§ Required work: Text only, exactly as given: reproduce the entries below without their pictures.
# # # # # # #
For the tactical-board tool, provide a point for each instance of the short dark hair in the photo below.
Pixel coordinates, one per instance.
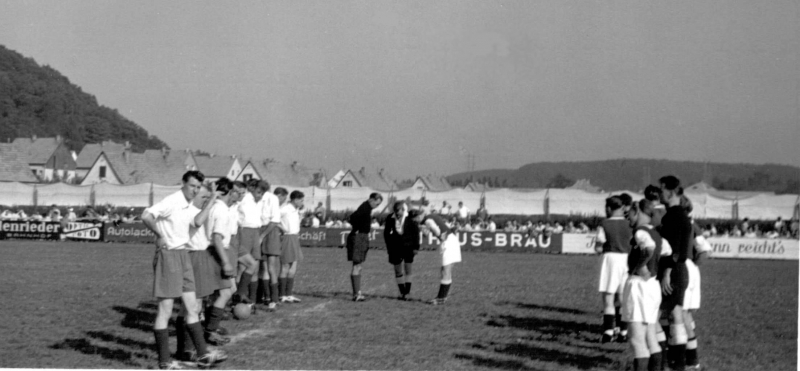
(613, 203)
(652, 193)
(626, 199)
(193, 174)
(224, 185)
(670, 182)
# # # # # # #
§ Completed task:
For the tactical-board tool, provide a point for each instance of the short dark hair in the photo below.
Pixel coordinates, one per instance.
(613, 203)
(652, 193)
(626, 199)
(193, 174)
(224, 185)
(670, 182)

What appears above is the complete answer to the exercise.